A partir de hoje, 115 cardeais da Igreja Católica iniciam um conclave incomum: embora os procedimentos para a escolha do novo papa sejam os mesmos com os quais o mundo está acostumado, pela primeira vez em seis séculos um sucessor será escolhido com um predecessor vivo. Joseph Ratzinger, que mantém o nome de Bento XVI, mas agora recebe o título de papa emérito, está na residência de verão de Castelgandolfo; depois que a Igreja Católica tiver um novo líder, Ratzinger se mudará para uma residência dentro dos muros do Vaticano, onde passará o resto dos seus dias de forma discreta.

O perfil esperado do novo papa já foi discutido à exaustão pela imprensa e nas mídias sociais; vaticanistas experientes e palpiteiros de primeira viagem deixaram claras suas impressões sobre a provável idade, procedência e até orientação ideológica daquele que será escolhido no conclave, ou exibiram suas preferências em relação ao sucessor de Bento XVI. No meio de tantas opiniões, costumam ganhar relevo na cobertura aquelas que esperam ou pedem um papa "aberto ao mundo contemporâneo", "aberto às demandas dos católicos", ou que "modernize a Igreja", expressões que normalmente significam a aceitação do aborto e da eutanásia, e mudanças na moral sexual. A suposta necessidade de uma revisão na doutrina que estancaria a debandada nas fileiras da Igreja é um refrão evocado conclave após conclave.

Tais reivindicações ou expectativas, contudo, soam ilusórias. Independentemente do que cada um pense sobre tais temas, esperar que um futuro pontífice revogue a doutrina da Igreja Católica em assuntos considerados tão centrais para a própria identidade da instituição soa como ingenuidade. Normalmente, tais comentários vêm ou de católicos que discordam da orientação da Igreja e gostariam de vê-la moldada a suas preferências pessoais, ou de defensores de um certo laicismo que procura restringir a participação das religiões na esfera pública, especialmente quando se trata de convicções religiosas diametralmente opostas ao "sentir contemporâneo". Uma Igreja conforme em tudo com as "demandas da modernidade" certamente pareceria mais aceitável aos laicistas.

→ **Entradas retiradas de uma coleção**:
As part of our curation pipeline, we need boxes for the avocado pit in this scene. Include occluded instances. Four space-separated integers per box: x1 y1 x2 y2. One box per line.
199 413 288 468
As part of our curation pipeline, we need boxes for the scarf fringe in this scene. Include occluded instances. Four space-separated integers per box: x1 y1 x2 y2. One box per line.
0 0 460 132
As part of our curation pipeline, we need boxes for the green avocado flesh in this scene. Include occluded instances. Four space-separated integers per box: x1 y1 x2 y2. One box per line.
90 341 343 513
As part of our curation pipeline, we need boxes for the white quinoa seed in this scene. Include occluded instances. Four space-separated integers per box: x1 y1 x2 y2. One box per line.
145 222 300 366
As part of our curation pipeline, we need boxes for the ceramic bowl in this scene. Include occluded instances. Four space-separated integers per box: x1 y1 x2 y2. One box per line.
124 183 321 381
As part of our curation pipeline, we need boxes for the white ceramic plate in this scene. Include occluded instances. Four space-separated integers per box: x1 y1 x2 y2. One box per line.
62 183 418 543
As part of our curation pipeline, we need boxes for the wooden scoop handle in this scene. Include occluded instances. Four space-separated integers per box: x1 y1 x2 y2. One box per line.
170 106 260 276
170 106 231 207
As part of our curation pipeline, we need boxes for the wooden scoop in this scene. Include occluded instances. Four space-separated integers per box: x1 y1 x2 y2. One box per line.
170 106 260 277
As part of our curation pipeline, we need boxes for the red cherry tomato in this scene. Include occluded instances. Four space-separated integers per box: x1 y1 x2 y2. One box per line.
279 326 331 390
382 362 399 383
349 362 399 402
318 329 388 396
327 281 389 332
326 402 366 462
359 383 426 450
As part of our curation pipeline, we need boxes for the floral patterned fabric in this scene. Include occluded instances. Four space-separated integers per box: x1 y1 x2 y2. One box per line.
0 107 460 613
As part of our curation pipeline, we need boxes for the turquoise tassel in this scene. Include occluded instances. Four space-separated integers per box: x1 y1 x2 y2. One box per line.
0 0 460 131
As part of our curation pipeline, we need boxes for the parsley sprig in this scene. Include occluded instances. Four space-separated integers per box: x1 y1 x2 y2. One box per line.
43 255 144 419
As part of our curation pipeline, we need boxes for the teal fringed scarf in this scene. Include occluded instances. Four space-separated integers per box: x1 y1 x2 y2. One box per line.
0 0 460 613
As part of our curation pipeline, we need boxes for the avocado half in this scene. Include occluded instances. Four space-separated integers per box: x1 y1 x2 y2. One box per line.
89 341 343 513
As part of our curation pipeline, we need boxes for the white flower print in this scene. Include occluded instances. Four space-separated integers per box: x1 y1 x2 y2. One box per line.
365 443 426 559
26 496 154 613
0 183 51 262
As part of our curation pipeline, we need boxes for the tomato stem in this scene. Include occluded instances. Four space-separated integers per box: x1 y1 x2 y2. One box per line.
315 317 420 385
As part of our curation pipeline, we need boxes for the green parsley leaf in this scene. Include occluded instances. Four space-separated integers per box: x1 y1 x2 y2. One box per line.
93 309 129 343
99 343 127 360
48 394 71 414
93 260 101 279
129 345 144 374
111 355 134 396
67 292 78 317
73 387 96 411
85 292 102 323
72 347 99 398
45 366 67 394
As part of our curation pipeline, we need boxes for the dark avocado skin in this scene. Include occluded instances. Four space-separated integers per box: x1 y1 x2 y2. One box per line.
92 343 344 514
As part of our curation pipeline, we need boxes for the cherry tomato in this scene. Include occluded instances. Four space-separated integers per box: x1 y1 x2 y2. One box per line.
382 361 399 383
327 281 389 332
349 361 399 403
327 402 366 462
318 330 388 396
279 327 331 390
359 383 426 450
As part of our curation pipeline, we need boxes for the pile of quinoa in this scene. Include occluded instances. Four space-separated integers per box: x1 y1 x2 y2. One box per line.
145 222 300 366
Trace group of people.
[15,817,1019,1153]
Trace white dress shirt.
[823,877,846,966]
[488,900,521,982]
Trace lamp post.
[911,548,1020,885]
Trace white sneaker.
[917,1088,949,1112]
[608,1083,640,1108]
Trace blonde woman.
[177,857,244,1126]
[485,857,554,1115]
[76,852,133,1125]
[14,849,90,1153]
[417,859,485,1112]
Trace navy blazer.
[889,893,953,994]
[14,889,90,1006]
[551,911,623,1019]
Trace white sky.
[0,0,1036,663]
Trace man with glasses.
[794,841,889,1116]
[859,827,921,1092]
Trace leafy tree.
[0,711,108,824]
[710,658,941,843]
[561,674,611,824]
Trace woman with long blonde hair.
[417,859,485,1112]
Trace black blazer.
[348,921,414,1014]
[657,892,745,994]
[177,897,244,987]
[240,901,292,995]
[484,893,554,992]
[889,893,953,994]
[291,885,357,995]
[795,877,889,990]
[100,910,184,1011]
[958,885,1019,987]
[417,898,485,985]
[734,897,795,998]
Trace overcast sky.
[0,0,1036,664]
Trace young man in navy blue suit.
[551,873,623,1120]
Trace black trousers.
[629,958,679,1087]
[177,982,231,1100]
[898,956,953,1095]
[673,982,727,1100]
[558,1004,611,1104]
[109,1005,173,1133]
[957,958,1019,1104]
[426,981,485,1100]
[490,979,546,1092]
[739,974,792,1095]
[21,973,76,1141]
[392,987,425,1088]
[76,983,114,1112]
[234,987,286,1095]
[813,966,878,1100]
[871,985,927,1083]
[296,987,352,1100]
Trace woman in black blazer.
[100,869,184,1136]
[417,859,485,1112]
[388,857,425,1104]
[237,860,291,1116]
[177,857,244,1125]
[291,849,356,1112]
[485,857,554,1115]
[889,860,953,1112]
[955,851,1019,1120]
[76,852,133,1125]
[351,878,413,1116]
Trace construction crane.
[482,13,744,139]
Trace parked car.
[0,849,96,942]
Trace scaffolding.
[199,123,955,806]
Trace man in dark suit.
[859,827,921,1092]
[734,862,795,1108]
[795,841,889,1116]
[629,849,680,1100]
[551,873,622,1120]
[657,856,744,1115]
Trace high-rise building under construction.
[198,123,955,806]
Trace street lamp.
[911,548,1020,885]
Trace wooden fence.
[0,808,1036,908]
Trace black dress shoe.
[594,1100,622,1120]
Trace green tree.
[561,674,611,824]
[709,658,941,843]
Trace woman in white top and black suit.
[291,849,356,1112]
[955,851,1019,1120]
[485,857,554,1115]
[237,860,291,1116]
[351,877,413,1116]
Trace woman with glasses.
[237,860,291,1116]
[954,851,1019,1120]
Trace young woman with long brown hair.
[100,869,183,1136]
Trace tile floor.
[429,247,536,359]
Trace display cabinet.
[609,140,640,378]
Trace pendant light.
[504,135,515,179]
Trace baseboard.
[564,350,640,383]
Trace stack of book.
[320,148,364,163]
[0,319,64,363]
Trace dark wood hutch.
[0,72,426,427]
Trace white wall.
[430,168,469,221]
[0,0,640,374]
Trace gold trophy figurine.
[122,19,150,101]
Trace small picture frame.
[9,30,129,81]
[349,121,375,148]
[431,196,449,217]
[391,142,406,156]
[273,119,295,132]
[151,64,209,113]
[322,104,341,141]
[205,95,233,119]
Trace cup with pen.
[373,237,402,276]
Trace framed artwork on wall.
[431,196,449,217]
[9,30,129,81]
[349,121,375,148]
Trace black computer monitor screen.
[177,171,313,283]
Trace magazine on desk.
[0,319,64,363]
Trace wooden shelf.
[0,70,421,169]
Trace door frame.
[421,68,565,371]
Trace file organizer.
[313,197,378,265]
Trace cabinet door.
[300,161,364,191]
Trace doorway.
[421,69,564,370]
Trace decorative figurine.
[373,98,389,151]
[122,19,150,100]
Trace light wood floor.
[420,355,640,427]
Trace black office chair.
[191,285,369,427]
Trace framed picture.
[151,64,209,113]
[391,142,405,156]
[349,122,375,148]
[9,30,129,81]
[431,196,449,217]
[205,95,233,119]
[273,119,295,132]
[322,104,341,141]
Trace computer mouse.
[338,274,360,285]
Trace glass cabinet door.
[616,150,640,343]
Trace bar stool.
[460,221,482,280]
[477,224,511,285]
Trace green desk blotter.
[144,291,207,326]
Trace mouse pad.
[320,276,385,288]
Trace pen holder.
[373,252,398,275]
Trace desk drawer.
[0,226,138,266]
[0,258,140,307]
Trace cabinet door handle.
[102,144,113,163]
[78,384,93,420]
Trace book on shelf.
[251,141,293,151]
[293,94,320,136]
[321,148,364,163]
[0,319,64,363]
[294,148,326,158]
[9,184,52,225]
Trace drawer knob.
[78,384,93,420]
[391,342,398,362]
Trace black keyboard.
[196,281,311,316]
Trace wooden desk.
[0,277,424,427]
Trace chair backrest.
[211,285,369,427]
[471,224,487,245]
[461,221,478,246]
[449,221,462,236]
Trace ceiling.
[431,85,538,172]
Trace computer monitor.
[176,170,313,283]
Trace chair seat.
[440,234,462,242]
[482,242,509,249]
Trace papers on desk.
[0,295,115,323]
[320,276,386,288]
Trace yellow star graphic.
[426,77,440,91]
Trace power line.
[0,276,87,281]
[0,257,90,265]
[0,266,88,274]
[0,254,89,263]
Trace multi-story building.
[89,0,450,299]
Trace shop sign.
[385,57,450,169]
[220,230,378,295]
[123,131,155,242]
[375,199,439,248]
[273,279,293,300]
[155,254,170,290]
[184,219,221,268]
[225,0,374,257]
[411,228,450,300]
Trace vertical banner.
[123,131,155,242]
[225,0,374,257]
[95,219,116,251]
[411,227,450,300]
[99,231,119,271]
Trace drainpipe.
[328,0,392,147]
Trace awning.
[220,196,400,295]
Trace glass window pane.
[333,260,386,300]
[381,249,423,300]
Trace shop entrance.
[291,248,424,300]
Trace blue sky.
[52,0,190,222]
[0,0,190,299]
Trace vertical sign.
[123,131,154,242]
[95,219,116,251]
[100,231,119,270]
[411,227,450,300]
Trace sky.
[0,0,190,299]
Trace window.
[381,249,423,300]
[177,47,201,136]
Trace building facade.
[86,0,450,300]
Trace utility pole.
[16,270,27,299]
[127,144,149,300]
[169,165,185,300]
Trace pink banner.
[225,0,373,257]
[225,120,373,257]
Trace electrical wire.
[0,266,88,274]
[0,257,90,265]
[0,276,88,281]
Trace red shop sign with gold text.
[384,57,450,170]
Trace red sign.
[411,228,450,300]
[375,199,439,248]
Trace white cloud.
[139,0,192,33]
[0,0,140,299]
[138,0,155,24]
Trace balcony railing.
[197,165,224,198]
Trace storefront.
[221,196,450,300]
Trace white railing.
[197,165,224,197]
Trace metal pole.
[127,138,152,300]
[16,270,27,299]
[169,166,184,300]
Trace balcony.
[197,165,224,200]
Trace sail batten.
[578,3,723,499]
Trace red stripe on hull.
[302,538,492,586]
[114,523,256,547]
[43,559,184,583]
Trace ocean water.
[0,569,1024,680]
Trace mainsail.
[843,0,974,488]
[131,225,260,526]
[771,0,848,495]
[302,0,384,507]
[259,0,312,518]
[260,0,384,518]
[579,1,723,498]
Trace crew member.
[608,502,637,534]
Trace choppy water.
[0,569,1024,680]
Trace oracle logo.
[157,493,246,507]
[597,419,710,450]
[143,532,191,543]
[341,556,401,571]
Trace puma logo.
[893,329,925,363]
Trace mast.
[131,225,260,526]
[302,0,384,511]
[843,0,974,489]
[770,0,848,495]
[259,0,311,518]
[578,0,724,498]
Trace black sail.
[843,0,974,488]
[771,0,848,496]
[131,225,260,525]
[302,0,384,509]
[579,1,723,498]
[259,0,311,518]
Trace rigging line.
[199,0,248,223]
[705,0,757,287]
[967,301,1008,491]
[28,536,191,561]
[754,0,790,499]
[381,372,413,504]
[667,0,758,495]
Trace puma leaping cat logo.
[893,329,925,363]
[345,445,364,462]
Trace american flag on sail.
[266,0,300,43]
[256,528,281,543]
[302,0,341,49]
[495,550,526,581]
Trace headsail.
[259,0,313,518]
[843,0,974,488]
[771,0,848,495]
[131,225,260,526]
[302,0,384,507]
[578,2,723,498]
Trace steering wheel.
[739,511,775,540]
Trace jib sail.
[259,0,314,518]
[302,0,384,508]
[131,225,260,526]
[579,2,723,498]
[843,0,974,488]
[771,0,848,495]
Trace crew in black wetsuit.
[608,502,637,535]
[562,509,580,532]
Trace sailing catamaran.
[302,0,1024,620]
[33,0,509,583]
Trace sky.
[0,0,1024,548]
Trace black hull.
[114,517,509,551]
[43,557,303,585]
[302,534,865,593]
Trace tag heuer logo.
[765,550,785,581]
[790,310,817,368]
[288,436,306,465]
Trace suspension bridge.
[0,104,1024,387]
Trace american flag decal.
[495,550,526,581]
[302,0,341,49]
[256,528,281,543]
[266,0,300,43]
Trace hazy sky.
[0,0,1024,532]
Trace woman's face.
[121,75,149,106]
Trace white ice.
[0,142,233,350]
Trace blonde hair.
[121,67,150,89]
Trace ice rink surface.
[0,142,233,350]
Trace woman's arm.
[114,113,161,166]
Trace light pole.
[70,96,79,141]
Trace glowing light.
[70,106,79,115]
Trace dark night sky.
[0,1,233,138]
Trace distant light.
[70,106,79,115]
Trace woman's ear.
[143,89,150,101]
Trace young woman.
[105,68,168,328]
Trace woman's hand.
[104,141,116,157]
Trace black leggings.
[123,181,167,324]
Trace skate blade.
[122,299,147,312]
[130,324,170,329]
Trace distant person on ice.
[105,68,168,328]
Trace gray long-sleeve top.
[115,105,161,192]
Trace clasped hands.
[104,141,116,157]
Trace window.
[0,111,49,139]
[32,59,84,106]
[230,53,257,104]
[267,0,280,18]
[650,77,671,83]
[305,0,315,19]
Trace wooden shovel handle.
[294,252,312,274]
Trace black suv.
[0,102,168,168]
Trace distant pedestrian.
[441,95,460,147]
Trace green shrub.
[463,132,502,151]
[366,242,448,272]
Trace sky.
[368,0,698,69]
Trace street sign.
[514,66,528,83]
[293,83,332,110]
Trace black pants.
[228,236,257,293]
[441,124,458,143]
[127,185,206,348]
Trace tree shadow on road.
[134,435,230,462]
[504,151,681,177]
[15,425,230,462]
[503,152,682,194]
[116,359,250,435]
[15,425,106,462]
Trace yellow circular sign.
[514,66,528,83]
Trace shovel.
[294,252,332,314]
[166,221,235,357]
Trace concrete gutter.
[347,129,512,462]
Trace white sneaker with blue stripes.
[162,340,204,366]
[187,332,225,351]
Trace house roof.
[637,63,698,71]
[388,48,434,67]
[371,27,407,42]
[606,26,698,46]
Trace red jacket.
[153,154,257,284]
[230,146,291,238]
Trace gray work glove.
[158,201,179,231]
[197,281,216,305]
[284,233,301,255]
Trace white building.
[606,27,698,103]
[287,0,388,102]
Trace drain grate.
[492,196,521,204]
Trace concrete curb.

→ **Ordem de serviço 1**:
Copie do texto sobre o conclave tudo o que vai desde "O perfil esperado" até "conclave após conclave.".
→ **Ordem de serviço 2**:
Segundo o texto sobre o conclave, quantos cardeais participam da escolha do novo papa?

→ **Resultado do exercício 1**:
O perfil esperado do novo papa já foi discutido à exaustão pela imprensa e nas mídias sociais; vaticanistas experientes e palpiteiros de primeira viagem deixaram claras suas impressões sobre a provável idade, procedência e até orientação ideológica daquele que será escolhido no conclave, ou exibiram suas preferências em relação ao sucessor de Bento XVI. No meio de tantas opiniões, costumam ganhar relevo na cobertura aquelas que esperam ou pedem um papa "aberto ao mundo contemporâneo", "aberto às demandas dos católicos", ou que "modernize a Igreja", expressões que normalmente significam a aceitação do aborto e da eutanásia, e mudanças na moral sexual. A suposta necessidade de uma revisão na doutrina que estancaria a debandada nas fileiras da Igreja é um refrão evocado conclave após conclave.

→ **Resultado do exercício 2**:
115 cardeais.